EXTRACTED RECORDS:

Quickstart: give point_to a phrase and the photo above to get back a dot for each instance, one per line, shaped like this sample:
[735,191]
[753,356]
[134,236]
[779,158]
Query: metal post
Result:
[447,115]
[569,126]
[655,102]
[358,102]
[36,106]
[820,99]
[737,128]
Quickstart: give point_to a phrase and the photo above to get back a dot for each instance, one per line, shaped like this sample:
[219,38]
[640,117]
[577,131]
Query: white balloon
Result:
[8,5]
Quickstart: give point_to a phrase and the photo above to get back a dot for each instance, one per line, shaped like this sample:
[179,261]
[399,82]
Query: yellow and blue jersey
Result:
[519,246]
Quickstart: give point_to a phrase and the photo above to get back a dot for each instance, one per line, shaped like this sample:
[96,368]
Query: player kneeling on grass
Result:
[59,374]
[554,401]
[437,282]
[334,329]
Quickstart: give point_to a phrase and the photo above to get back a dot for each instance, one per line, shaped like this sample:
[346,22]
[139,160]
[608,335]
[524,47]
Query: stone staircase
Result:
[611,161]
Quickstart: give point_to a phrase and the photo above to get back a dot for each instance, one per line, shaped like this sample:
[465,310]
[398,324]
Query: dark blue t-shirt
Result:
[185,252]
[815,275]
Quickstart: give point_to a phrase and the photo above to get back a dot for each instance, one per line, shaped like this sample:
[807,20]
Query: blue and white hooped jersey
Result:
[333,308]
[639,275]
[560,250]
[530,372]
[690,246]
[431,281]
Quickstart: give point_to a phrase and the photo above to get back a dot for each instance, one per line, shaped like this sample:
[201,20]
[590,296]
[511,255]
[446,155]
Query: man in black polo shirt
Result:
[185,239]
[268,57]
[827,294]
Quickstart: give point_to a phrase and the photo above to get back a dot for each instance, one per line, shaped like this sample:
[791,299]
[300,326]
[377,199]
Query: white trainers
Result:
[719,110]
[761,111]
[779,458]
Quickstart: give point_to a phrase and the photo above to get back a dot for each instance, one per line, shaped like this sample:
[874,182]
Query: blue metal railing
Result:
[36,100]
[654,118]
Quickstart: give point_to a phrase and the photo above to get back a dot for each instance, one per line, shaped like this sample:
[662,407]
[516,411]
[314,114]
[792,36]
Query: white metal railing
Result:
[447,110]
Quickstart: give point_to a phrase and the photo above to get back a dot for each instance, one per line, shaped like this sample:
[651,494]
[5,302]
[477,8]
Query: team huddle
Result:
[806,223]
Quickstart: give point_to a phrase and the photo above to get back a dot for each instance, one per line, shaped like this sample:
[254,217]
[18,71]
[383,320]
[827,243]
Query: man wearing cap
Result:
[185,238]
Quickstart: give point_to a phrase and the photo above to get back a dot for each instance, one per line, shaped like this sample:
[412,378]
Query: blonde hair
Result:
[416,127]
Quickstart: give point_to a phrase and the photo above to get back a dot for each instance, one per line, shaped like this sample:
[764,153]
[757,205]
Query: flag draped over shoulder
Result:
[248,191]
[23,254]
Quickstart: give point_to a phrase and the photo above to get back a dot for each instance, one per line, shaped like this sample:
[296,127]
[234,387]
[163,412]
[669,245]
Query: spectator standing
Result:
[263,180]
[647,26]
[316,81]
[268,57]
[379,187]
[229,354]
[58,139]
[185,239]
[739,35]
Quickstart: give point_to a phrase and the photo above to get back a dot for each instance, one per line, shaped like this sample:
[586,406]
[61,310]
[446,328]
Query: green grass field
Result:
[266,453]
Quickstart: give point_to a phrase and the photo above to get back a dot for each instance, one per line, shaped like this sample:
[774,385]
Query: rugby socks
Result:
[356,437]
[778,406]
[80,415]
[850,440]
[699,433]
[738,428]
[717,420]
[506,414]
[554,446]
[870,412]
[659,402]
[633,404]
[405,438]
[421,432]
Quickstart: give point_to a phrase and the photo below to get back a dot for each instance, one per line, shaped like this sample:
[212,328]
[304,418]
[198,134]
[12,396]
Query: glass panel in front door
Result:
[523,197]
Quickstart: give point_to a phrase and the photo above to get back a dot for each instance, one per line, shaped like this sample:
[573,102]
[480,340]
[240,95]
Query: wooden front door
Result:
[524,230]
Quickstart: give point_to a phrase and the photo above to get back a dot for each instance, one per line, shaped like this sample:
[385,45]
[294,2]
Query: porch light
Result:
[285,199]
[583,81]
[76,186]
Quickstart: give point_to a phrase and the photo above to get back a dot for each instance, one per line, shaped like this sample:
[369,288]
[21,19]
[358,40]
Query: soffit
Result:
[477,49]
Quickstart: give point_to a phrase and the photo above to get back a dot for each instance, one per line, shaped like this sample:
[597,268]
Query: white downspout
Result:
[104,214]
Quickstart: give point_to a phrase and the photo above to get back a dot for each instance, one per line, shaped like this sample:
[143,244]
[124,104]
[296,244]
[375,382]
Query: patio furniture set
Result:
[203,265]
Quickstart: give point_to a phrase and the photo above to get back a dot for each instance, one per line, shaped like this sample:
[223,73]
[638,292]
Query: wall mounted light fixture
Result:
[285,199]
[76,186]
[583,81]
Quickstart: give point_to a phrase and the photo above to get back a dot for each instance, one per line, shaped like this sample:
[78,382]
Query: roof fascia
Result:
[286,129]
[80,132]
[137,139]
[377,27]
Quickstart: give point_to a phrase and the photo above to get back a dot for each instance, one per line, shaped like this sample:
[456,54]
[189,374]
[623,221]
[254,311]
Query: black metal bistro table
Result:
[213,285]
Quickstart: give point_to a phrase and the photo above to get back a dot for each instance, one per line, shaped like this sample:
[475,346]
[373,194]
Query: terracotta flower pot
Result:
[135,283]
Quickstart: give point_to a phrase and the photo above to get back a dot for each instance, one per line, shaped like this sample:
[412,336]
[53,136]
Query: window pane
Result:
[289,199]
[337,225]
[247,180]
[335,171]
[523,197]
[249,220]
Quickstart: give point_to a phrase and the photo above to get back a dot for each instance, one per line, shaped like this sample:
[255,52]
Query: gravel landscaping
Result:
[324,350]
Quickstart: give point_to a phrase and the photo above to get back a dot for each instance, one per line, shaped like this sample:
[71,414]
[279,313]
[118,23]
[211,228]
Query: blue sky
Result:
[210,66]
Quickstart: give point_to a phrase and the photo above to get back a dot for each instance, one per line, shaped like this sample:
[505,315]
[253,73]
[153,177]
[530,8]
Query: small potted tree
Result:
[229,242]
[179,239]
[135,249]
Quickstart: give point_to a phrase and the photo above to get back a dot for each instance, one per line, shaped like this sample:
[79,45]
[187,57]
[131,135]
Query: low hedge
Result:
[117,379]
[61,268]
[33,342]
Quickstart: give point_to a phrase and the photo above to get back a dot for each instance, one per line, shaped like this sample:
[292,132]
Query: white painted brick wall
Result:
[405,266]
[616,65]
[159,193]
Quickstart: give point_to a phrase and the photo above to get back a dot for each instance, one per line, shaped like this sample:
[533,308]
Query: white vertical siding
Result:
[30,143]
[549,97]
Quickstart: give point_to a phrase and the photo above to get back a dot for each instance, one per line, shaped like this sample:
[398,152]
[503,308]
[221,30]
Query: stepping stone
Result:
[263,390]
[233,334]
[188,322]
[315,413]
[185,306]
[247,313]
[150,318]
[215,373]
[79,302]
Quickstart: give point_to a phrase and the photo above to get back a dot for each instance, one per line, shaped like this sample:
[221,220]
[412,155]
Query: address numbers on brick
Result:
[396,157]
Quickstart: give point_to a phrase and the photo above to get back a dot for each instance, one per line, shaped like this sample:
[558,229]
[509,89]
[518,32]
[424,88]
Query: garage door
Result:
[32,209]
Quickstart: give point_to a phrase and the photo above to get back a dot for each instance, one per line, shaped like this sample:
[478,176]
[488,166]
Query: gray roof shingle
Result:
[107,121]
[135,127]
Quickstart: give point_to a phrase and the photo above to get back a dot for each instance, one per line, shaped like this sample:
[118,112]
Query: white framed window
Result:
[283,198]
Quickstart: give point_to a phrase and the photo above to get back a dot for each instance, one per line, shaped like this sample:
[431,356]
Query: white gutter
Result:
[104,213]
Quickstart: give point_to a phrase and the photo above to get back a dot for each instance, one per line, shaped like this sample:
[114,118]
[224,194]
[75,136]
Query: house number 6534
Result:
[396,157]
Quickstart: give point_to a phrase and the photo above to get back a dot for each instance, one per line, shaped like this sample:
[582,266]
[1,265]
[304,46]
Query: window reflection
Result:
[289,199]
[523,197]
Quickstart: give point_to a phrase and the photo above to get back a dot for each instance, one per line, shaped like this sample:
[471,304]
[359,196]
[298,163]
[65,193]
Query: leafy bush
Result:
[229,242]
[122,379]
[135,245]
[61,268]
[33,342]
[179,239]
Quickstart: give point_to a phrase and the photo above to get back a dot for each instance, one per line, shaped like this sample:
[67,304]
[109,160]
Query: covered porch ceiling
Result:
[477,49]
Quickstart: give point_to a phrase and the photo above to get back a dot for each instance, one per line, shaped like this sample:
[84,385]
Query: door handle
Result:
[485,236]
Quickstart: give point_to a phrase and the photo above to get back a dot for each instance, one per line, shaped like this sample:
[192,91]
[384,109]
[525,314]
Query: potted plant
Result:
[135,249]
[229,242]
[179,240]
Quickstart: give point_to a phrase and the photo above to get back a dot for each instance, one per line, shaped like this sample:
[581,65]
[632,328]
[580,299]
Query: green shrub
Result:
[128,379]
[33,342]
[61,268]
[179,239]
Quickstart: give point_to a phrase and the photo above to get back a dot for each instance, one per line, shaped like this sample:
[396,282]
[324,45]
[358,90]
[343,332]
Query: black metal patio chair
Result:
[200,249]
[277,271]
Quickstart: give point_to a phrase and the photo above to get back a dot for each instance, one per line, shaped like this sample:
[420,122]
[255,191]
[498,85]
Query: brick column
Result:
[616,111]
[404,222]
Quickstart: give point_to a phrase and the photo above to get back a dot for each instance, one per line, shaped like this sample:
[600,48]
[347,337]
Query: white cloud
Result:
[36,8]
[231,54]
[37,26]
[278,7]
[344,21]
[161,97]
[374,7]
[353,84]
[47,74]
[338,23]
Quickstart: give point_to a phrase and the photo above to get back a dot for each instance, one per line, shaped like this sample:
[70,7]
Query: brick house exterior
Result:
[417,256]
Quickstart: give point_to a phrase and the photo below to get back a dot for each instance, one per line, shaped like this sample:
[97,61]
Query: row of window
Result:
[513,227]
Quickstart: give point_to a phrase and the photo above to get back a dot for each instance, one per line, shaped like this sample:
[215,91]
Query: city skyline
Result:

REQUIREMENTS: Return each line of the material above that includes the word "grass".

FINAL RESULT:
Query: player kneeling on grass
Query: green grass field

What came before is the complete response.